Exercise instructions:
(1) Answer these questions from the article on flossing:
(a) Which news organization put out the report on flossing, and in what month and year?
(b) According to that report, what were most studies of flossing's effectiveness?
(c) What position does Dr. Matthew Messina hold?
(2) Copy the article on flossing word for word, between "Flossing Doesn’t Really" and "toss the floss.", inclusive.

══ Passage for review

At a Loss About Flossing? Here Are the Facts
For decades, flossing has been an essential part of good dental care and oral hygiene as recommended by dentists. Many people may struggle with incorporating it into their daily routine, but it was almost universally acknowledged an essential foundation of good dental health.
That is, until a controversial report from the Associated Press in August 2016 announced that there is no proven medical benefits from flossing.
Flossing Doesn’t Really Work?
The AP’s findings revealed that there was no evidence backing up the government’s flossing recommendations, and that most studies examining the effectiveness of flossing were inconclusive or poorly conducted.
Lots of people who hate the habit breathed a sigh of relief, but is flossing really useless? Dentists were quick to respond, and according to the professionals, it’s not time to toss the floss.
What Dentists Have to Say
Dr. Matthew Messina, spokesperson for the American Dental Association, said that the problem isn’t with flossing itself, but just with the research conducted. “Not a lot of effort has been put into the study of dental flossing,” he admitted, explaining that it hasn’t been worth the research dollars and effort because the importance of flossing is obvious. “Nobody’s done a study to say that using a parachute jumping out of an airplane is safer than not using a parachute,” he said, putting it in perspective. “I’m still going to use a parachute, because we just know that that’s going to work.”

════
══ Data

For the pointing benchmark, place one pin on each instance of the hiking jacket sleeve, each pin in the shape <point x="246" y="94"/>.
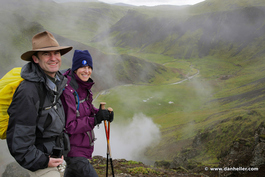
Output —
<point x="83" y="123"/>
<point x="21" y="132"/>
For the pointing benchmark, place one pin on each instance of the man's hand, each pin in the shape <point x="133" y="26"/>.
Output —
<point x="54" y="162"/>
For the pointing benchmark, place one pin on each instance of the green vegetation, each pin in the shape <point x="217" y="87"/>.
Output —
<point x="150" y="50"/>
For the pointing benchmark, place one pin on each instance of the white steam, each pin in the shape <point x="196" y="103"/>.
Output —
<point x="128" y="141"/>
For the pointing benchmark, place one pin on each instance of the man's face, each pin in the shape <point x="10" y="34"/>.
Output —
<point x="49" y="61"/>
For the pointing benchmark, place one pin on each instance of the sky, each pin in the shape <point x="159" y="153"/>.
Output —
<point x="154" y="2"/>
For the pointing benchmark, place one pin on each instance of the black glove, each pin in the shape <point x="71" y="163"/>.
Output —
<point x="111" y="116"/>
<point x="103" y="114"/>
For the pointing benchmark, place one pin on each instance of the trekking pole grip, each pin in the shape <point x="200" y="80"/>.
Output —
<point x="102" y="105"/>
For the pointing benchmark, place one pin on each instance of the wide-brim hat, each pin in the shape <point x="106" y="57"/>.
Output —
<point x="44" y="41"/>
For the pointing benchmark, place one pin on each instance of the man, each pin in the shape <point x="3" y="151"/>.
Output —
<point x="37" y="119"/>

════
══ Data

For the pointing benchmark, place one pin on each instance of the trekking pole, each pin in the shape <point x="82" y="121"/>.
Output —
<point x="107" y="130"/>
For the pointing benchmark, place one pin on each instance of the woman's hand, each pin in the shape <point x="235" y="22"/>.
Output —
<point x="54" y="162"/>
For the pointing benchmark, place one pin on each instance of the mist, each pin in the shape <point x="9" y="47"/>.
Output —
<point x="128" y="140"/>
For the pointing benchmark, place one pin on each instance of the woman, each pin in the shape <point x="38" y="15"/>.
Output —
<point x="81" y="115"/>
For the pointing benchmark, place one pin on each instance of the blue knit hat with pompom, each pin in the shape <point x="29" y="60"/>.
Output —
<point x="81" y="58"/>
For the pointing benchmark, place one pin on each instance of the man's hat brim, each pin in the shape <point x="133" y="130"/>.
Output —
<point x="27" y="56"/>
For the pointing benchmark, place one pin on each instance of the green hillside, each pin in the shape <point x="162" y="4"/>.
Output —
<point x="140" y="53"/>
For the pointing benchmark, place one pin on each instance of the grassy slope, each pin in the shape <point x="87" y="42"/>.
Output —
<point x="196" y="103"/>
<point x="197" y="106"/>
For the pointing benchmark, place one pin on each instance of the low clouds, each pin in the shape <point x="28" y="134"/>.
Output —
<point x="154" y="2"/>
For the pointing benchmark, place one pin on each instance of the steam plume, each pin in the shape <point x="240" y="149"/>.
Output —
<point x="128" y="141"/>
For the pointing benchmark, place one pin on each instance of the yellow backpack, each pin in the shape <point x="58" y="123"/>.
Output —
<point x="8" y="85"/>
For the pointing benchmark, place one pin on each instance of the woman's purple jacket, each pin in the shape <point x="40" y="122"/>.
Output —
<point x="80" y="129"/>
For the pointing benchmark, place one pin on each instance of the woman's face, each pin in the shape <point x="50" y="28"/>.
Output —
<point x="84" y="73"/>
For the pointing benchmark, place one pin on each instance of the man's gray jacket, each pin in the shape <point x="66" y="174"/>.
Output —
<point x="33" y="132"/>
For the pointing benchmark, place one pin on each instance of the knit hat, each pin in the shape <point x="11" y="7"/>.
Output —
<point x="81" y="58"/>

════

Results:
(1)
(a) The Associated Press, in August 2016.
(b) Inconclusive or poorly conducted.
(c) Spokesperson for the American Dental Association.

(2)
Flossing Doesn’t Really Work?
The AP’s findings revealed that there was no evidence backing up the government’s flossing recommendations, and that most studies examining the effectiveness of flossing were inconclusive or poorly conducted.
Lots of people who hate the habit breathed a sigh of relief, but is flossing really useless? Dentists were quick to respond, and according to the professionals, it’s not time to toss the floss.